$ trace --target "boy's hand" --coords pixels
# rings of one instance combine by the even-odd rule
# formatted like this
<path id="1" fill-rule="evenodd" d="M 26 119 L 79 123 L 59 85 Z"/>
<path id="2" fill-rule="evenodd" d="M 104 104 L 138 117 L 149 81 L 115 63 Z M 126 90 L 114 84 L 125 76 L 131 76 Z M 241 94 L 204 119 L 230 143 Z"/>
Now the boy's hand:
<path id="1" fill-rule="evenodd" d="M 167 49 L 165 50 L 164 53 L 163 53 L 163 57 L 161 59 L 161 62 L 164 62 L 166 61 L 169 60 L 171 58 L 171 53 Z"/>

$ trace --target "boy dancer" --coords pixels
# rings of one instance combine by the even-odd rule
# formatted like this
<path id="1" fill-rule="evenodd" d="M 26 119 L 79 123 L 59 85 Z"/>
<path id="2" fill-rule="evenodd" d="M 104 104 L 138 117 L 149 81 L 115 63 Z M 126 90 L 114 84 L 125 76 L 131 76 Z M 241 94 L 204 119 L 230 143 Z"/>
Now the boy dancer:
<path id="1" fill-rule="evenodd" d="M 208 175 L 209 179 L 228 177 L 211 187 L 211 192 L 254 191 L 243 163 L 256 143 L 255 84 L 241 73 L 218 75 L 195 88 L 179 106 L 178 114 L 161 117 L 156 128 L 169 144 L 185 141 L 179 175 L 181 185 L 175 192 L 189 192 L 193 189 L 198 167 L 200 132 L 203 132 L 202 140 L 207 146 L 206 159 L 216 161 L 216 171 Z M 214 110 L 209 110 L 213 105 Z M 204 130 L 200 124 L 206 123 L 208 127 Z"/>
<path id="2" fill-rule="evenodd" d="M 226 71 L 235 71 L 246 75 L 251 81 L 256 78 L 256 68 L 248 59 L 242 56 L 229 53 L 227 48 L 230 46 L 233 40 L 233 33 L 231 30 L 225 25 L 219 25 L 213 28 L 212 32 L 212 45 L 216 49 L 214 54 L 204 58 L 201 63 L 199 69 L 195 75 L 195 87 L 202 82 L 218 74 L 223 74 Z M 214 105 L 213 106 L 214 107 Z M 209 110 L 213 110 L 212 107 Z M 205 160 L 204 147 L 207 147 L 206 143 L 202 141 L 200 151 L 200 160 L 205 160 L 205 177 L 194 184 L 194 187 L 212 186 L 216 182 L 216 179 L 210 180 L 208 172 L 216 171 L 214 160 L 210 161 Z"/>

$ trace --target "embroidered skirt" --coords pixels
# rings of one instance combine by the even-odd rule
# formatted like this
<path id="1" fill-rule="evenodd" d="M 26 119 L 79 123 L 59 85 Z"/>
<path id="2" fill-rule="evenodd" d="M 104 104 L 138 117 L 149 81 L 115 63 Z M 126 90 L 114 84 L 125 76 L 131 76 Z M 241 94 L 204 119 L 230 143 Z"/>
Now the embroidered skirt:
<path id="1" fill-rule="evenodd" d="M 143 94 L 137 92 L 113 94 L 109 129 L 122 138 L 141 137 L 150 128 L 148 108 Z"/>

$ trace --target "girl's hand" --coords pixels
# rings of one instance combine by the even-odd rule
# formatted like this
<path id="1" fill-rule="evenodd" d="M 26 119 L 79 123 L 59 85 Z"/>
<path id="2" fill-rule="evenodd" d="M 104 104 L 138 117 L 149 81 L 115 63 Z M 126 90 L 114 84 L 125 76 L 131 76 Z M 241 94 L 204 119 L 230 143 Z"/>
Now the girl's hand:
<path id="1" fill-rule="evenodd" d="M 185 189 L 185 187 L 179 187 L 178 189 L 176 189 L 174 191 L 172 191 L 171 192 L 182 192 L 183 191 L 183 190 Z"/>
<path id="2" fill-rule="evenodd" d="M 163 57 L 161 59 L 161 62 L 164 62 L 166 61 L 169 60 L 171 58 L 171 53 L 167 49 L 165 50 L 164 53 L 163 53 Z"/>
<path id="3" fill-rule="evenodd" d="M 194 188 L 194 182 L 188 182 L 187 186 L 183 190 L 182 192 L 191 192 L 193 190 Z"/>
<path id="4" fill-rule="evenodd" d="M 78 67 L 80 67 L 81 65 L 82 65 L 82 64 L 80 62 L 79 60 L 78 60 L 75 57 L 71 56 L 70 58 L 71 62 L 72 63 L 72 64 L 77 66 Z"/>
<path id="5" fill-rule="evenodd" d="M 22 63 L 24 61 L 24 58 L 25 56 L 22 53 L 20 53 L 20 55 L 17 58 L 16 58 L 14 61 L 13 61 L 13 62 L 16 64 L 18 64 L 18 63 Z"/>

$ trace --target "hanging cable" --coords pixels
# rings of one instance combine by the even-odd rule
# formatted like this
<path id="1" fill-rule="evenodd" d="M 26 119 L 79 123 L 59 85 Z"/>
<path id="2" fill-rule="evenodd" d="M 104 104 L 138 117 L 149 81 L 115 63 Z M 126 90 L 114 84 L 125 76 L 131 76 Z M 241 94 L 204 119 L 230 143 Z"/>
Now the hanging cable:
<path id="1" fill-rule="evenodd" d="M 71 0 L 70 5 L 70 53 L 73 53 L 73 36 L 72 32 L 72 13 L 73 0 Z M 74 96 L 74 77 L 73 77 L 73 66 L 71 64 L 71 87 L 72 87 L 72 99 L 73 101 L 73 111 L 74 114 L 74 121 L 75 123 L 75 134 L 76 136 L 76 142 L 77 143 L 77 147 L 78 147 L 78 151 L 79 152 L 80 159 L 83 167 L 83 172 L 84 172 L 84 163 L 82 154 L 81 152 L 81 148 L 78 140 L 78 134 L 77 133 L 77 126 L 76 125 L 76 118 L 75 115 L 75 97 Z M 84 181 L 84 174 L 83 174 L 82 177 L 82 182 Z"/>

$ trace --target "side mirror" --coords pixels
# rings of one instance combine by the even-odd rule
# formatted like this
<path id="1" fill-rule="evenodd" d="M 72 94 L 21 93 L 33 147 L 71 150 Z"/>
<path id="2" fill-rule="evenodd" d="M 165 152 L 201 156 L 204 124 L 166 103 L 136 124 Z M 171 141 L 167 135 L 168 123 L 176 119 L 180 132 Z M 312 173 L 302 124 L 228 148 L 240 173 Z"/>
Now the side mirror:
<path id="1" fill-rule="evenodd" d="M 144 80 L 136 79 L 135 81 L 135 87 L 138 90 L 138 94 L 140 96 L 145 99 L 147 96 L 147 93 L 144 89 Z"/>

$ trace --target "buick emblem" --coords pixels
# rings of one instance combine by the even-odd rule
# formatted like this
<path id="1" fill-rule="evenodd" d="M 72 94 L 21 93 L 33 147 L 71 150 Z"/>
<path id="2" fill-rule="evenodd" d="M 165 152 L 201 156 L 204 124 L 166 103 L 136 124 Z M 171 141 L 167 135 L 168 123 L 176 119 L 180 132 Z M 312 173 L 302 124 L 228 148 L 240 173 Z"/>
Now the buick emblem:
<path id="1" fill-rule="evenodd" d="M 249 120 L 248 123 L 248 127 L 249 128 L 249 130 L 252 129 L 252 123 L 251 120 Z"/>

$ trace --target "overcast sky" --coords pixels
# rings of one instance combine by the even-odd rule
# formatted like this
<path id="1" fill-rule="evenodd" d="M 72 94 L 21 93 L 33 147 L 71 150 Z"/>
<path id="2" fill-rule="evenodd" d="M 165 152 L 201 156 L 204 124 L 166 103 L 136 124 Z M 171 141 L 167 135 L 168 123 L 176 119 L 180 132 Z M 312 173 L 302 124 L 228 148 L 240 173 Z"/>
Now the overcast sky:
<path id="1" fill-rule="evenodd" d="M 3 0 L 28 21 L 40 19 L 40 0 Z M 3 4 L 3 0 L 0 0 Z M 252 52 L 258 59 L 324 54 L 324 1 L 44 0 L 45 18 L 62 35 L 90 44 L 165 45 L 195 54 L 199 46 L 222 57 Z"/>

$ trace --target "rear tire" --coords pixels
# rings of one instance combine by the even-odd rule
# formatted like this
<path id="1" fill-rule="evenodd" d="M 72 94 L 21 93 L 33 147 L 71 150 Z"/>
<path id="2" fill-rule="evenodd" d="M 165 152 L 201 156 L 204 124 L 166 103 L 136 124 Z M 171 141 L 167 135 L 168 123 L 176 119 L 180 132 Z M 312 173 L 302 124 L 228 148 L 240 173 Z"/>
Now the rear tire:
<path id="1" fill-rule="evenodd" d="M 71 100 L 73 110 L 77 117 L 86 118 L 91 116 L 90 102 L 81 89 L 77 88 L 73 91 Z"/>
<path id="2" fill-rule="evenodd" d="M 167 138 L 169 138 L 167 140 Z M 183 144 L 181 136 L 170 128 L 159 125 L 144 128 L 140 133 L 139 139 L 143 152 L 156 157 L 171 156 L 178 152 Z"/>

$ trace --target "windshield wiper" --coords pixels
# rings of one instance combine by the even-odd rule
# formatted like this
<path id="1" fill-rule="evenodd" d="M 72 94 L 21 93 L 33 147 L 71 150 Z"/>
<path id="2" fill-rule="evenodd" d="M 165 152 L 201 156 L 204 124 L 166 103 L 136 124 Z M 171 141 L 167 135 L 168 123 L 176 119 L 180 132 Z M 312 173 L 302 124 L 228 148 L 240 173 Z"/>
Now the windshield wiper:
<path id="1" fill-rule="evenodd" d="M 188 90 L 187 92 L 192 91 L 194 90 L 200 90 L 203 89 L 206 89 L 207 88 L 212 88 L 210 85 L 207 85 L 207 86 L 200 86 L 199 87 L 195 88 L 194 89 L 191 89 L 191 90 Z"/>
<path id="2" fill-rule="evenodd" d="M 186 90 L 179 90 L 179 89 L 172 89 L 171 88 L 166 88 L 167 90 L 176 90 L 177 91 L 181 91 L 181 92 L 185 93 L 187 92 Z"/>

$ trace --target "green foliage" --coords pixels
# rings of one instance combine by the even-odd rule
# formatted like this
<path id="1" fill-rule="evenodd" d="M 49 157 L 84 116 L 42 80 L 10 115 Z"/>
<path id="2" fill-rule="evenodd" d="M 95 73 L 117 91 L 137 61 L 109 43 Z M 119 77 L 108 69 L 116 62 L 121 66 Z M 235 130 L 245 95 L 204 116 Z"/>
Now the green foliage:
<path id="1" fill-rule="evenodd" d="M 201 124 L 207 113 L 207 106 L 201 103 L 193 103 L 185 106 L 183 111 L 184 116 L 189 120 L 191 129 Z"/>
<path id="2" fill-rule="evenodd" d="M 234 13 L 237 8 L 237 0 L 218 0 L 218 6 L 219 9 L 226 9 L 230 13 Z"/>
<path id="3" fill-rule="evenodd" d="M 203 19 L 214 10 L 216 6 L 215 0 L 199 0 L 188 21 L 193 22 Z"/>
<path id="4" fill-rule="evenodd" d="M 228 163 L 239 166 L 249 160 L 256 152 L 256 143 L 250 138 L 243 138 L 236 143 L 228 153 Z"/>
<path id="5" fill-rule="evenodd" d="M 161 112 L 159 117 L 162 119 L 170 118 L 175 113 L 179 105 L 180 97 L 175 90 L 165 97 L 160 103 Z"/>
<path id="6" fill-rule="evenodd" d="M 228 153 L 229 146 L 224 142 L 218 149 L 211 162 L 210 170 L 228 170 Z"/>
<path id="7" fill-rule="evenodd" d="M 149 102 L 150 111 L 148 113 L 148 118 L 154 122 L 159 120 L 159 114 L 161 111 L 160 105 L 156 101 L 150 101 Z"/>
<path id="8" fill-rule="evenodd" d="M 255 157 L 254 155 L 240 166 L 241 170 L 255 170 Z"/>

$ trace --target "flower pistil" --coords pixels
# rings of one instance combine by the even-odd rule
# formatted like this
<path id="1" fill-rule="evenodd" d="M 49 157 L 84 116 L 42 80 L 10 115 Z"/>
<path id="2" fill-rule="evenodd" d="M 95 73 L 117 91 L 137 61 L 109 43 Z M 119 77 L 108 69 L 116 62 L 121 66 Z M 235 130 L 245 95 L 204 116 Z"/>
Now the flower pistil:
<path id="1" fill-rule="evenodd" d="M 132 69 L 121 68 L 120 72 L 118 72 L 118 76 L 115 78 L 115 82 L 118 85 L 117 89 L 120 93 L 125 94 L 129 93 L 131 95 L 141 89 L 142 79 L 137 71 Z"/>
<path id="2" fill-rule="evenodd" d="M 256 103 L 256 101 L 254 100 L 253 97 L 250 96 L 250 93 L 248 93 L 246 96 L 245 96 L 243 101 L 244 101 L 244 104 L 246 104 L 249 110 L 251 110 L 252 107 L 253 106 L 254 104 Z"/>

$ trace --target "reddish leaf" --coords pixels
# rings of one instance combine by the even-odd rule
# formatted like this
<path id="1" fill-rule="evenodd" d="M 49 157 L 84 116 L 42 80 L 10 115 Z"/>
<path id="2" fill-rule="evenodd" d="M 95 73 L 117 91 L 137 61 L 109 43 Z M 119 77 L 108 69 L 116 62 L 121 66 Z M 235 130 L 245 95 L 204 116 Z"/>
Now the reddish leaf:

GIVEN PROBLEM ▸
How many lines of the items above contain the word "hanging"? Match case exactly and reply with the number alone.

OUTPUT OF THE EXERCISE ▸
2